"""
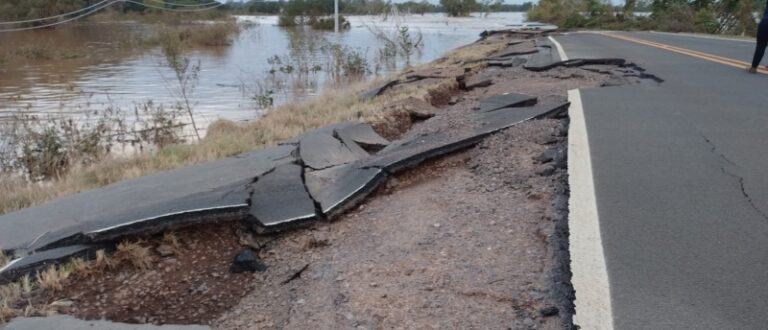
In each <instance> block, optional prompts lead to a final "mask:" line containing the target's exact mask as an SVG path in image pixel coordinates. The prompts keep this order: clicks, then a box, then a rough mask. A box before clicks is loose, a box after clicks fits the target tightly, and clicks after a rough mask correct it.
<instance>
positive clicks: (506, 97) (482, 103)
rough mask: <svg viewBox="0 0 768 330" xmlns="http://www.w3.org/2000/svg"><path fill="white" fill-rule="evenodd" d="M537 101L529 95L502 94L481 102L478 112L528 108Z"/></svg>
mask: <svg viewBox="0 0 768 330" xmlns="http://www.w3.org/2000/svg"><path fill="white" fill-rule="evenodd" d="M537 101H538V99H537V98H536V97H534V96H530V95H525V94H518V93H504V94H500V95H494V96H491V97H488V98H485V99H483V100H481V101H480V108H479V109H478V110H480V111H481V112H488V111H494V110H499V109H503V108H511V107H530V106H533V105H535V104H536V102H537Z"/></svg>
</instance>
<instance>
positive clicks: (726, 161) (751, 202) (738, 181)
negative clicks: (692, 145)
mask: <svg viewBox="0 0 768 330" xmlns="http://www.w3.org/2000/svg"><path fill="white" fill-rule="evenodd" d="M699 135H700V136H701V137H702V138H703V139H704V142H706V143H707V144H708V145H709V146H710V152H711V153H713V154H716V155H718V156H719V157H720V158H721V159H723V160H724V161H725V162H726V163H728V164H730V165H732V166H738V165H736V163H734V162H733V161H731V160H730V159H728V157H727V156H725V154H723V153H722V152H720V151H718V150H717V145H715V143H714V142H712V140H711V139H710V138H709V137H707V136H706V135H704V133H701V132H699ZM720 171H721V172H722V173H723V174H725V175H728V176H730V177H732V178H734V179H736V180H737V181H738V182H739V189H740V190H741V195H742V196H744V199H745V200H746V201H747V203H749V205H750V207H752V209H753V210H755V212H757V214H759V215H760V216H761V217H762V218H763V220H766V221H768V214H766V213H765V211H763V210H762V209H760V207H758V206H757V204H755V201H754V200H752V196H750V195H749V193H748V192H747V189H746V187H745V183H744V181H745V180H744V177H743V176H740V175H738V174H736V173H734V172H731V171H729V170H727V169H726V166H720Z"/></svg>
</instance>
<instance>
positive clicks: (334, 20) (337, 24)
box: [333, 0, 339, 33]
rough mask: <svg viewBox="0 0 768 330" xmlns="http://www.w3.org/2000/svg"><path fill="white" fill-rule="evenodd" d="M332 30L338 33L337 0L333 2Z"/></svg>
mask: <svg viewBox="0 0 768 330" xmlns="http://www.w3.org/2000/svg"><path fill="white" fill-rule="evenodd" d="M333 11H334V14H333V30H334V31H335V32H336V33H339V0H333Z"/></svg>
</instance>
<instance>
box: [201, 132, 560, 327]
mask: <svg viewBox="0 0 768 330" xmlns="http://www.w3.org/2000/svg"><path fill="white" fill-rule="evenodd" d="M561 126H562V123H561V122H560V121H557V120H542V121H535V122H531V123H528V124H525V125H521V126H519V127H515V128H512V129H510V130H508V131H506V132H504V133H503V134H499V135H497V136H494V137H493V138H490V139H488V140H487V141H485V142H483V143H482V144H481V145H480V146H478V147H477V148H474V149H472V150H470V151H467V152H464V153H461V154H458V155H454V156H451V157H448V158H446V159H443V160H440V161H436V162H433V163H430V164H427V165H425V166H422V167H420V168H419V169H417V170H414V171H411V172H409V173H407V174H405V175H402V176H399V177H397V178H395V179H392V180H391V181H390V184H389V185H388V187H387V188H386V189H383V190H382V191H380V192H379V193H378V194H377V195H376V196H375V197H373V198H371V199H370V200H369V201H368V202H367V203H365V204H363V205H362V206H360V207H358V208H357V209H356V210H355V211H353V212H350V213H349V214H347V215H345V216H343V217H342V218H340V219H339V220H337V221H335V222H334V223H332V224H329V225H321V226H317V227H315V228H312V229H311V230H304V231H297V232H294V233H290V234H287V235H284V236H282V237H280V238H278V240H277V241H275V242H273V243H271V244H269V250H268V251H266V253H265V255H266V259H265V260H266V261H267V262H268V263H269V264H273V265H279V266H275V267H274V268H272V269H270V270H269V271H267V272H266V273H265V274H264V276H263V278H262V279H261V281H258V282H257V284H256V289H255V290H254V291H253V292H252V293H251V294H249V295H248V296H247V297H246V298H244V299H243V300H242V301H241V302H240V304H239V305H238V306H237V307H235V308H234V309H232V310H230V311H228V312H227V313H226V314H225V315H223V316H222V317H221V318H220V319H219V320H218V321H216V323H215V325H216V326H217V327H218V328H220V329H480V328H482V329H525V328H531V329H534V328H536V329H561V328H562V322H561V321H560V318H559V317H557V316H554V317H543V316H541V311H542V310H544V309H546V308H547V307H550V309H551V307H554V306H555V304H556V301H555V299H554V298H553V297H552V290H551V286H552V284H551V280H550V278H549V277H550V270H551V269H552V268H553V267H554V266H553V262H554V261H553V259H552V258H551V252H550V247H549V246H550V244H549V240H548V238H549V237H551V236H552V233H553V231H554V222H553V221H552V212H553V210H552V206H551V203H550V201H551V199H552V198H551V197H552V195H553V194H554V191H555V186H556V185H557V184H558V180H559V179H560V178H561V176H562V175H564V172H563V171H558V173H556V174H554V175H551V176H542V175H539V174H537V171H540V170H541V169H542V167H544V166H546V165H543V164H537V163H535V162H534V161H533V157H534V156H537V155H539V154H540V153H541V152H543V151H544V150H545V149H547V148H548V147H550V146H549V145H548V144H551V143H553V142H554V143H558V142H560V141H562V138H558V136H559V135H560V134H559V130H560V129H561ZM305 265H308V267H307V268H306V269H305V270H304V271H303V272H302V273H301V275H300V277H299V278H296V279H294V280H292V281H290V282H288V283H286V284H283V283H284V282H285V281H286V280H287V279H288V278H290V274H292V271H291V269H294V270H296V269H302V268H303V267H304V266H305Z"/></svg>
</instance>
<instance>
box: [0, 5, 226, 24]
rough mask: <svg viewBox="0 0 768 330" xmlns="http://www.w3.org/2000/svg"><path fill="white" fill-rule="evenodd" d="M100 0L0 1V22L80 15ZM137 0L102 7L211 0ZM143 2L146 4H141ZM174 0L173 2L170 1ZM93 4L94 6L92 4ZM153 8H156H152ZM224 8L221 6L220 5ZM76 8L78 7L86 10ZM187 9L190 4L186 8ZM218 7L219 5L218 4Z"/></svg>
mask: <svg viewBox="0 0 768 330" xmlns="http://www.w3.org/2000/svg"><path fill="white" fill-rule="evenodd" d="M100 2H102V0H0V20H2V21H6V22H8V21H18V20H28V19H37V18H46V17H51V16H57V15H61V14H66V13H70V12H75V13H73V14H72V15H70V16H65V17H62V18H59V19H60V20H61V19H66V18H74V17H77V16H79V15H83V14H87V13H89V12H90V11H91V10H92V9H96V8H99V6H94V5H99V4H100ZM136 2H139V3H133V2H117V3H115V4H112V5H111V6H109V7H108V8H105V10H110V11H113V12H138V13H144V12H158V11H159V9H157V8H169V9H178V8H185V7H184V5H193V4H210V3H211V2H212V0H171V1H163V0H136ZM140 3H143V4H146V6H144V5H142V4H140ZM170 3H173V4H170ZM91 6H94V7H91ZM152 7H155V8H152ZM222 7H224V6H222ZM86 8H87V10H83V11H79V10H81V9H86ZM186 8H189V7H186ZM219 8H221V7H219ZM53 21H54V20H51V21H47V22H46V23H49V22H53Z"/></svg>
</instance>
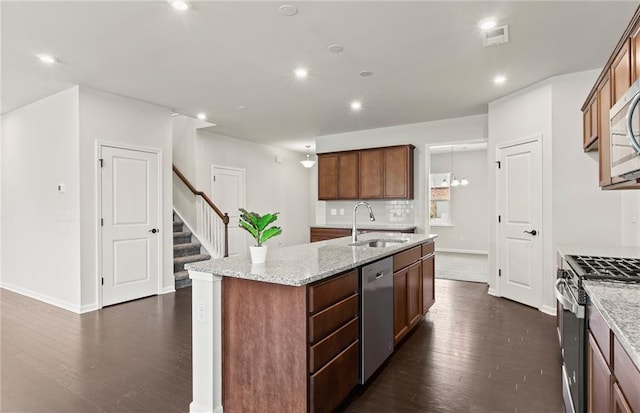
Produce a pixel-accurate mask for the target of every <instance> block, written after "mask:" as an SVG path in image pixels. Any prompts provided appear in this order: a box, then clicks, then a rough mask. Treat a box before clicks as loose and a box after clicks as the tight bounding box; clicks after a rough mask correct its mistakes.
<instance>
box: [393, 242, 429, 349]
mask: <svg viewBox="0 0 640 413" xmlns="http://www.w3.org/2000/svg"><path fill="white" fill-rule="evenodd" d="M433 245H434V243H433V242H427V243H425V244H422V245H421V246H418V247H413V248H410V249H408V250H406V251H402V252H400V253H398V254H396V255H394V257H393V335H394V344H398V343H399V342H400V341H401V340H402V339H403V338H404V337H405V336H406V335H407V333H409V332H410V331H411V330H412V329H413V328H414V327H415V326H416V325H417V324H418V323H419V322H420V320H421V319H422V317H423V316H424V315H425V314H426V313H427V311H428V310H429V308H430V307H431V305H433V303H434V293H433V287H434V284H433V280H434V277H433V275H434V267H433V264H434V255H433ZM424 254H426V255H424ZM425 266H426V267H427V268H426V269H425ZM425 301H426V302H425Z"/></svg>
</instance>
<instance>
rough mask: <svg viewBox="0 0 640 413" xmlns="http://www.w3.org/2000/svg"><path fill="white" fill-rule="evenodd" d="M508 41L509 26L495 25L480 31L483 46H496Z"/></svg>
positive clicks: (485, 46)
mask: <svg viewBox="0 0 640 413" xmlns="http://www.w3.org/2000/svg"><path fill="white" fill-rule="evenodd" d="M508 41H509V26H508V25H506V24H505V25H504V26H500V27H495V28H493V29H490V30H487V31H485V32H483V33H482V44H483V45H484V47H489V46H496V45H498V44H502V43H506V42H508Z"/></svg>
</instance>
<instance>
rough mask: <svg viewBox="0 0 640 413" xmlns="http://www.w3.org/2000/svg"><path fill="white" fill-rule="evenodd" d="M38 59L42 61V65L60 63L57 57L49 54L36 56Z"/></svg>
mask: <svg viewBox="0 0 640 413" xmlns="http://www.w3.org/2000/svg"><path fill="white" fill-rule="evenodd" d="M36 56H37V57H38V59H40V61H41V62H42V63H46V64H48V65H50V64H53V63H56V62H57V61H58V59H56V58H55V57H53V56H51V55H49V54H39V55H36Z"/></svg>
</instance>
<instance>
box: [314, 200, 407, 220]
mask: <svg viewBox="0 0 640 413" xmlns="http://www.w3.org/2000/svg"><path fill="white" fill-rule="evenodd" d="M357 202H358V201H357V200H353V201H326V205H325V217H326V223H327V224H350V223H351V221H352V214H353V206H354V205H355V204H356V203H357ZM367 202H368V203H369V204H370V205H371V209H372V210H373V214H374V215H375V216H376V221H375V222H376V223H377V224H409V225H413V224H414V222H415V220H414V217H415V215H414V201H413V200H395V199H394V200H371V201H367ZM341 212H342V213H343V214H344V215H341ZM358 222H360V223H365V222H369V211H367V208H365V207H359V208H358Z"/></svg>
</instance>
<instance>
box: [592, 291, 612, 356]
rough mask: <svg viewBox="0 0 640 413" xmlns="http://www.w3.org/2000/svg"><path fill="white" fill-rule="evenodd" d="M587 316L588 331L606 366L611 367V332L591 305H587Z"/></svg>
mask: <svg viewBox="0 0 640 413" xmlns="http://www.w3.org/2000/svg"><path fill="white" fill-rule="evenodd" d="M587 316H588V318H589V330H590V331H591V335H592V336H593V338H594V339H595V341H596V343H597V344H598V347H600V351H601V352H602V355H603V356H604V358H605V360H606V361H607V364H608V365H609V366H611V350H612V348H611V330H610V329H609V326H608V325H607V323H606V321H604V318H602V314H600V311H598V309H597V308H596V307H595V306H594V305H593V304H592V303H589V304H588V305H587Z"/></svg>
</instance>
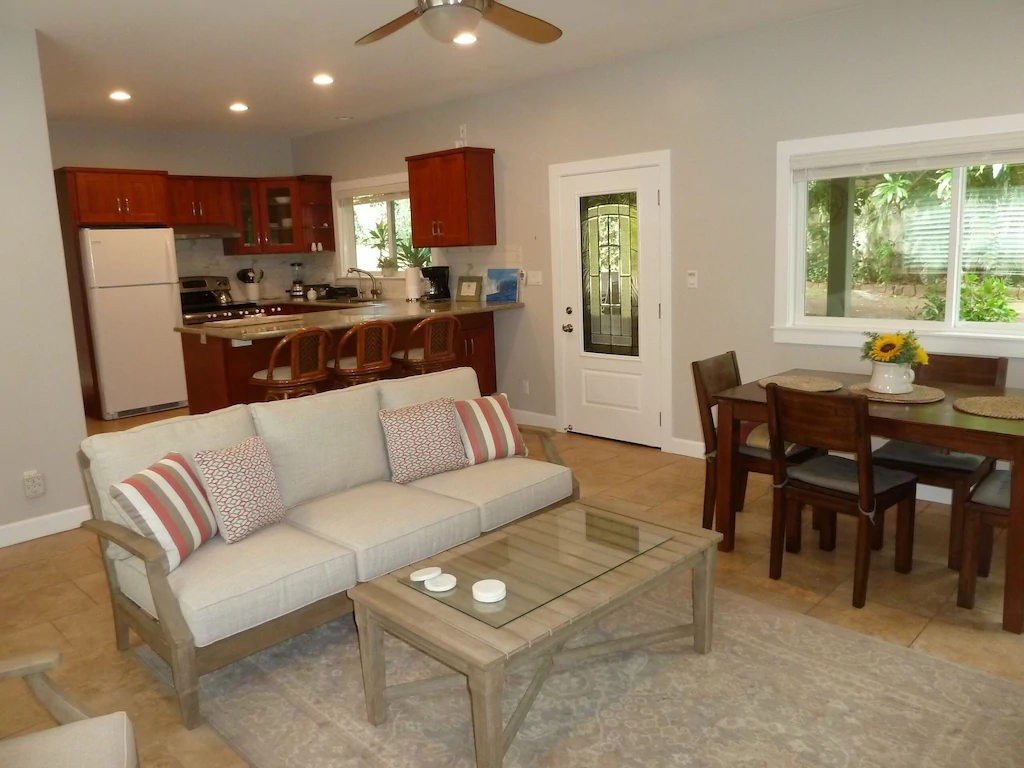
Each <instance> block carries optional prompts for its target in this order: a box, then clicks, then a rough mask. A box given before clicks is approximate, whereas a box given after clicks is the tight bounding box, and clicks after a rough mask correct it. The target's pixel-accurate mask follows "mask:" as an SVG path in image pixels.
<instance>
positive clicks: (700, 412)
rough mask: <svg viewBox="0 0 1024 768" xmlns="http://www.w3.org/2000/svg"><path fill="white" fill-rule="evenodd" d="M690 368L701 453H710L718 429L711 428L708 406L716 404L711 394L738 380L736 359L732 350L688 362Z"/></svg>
"""
Exercise description –
Leave the pictures out and repeat exactly the lines from the beginning of the records to the line bearing "positive clicks: (726, 161)", both ends counted.

Output for this task –
In each <instance> block, optional prompts lead to a final "mask:" line containing the target's exact mask as an SVG path in image pixel coordinates. The prompts keep this order: clicks, then a box, then a rough mask. A box before clicks is loose, a box after clicks fits the target tightly, and clicks after a rough mask correct it.
<instance>
positive clicks: (506, 97) (482, 103)
rough mask: <svg viewBox="0 0 768 330" xmlns="http://www.w3.org/2000/svg"><path fill="white" fill-rule="evenodd" d="M537 101L529 95L502 94L481 102L478 112L528 108Z"/></svg>
mask: <svg viewBox="0 0 768 330" xmlns="http://www.w3.org/2000/svg"><path fill="white" fill-rule="evenodd" d="M537 101H538V99H537V98H536V97H534V96H530V95H525V94H518V93H504V94H500V95H494V96H491V97H488V98H485V99H483V100H481V101H480V108H479V109H478V110H480V111H481V112H488V111H494V110H499V109H503V108H511V107H530V106H533V105H535V104H536V102H537Z"/></svg>
</instance>
<instance>
positive clicks: (726, 161) (751, 202) (738, 181)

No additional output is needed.